▶ Article

■ ■ ■

THE SPECIFIC EXAMPLES

I was just giving some examples off the top of my head, not trying to focus on the details of each so that we could examine why each individual example is a hasty generalization and therefore avoid discussing this issue.

I'll give a better example.

NEW EXAMPLE

A long time ago (many years ago) I threadcrapped in a Buffy the Vampire Slayer thread, in the precursor to the current media forum. The thread topic was something along the lines of "Why we miss Buffy the Vampire Slayer". I went into the thread and talked about how I hated the show, how awful the show concept was, etc. (I don't anymore by the way). I was in the wrong in that case. I had no interest in the topic itself, and was only going into the thread to ruin everyone else's fun of discussing that topic. I deserved to have at least a warning in that case, in my opinion.

That's the sort of thing I am talking about.

WHAT I DO NOT MEAN

I am not talking about ownership of a thread because you start it (and I am sorry I mentioned a thread I happened to start - my intention was not to whine about my own thread, it's just an example that came to mind). I am not talking about natural topic drift either. I am talking about folks who enter a thread with no interest in the topic, but with the apparent purpose of essentially spoiling everyone else's enjoyment of that topic by being contrary for the sake of being contrary.

ANOTHER EXAMPLE WITH CONTEXT

I feel like that sort of thing is happening more often these days. It crops up the most in the rules forum, but it's happening in more than just that forum. Some people seem to go into threads that discuss a topic they actually don't like, just to tell others why they are wrong for liking that topic. If someone brings up a topic about how they like the Book of Nine Swords, and things you can do with that book, it is inevitable that someone who does not like that book will enter the thread and tell everyone how that book sucks. And I just do not see how that is helpful to anyone else in the thread.

WHAT IS NORMALLY ACCEPTABLE IN CONVERSATIONS

I'm sure rules-oriented game players can come up with some plausible excuse as to why that is helpful, but in everyday real world conversation that sort of behavior isn't really acceptable. If a group of people are talking about a sports team and a particular game, and some guy came along and interrupted the conversation just to tell everyone how much all sports sucks and that particular sport sucks, I doubt anyone would consider it appropriate behavior. Nobody would be nodding along that such a contrarian view fostered more in-depth conversation on the merits of organized sports in general. Instead, it would be seen for what it is - some jerk trying to tell everyone else that the things they like are not valid.

■ ■ ■

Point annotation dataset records
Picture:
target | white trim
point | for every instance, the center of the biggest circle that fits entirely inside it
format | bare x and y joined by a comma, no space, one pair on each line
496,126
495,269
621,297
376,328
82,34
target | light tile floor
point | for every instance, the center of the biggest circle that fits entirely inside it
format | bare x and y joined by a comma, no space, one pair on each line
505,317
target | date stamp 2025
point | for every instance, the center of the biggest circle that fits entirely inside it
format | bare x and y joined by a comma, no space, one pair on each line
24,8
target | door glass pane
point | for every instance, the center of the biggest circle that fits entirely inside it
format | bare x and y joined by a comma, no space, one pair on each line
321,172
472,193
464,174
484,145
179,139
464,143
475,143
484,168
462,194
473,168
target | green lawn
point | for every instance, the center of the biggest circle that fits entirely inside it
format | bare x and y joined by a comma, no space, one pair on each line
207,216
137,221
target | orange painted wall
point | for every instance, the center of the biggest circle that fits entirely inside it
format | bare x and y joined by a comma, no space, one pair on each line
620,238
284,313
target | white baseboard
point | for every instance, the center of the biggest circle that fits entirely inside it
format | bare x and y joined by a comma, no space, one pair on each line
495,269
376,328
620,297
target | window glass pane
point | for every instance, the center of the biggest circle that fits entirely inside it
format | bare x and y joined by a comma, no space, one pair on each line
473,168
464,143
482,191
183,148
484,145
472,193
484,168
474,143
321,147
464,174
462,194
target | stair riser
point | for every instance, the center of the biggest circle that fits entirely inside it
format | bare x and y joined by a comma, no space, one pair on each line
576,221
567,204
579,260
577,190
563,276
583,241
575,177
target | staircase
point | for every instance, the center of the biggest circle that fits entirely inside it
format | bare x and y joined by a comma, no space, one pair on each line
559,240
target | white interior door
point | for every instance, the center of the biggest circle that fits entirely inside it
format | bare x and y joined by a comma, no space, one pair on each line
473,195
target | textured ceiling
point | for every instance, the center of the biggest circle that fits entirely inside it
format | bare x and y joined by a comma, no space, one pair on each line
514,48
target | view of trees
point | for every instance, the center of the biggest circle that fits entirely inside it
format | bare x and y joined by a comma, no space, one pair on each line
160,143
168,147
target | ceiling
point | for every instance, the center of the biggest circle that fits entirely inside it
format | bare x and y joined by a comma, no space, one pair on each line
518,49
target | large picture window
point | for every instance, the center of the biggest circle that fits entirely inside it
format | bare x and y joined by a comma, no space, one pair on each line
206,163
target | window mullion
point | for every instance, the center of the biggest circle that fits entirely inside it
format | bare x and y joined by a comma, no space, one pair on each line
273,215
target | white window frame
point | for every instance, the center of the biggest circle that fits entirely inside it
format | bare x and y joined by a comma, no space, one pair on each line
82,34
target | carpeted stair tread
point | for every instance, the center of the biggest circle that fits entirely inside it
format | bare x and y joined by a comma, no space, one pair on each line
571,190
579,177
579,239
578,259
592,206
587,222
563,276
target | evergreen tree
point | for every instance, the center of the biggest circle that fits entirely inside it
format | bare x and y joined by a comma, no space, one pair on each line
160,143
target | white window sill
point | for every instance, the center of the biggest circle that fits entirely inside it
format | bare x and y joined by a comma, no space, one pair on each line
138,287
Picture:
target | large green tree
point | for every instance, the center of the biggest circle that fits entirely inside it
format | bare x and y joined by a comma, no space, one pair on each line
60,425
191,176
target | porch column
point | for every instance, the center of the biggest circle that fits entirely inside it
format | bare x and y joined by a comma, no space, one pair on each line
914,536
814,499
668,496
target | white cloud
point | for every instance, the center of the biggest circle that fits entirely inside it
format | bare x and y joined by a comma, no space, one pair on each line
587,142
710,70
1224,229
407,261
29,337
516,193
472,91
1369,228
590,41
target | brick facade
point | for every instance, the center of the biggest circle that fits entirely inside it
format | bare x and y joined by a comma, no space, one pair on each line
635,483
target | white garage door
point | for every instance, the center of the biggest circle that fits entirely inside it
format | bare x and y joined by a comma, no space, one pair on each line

■ ■ ■

▶ Required task
Write out the part of the forum post starting with "ANOTHER EXAMPLE WITH" and going on through "in the thread.", swapping "rules forum" for "general forum".

▶ Solved exercise
ANOTHER EXAMPLE WITH CONTEXT

I feel like that sort of thing is happening more often these days. It crops up the most in the general forum, but it's happening in more than just that forum. Some people seem to go into threads that discuss a topic they actually don't like, just to tell others why they are wrong for liking that topic. If someone brings up a topic about how they like the Book of Nine Swords, and things you can do with that book, it is inevitable that someone who does not like that book will enter the thread and tell everyone how that book sucks. And I just do not see how that is helpful to anyone else in the thread.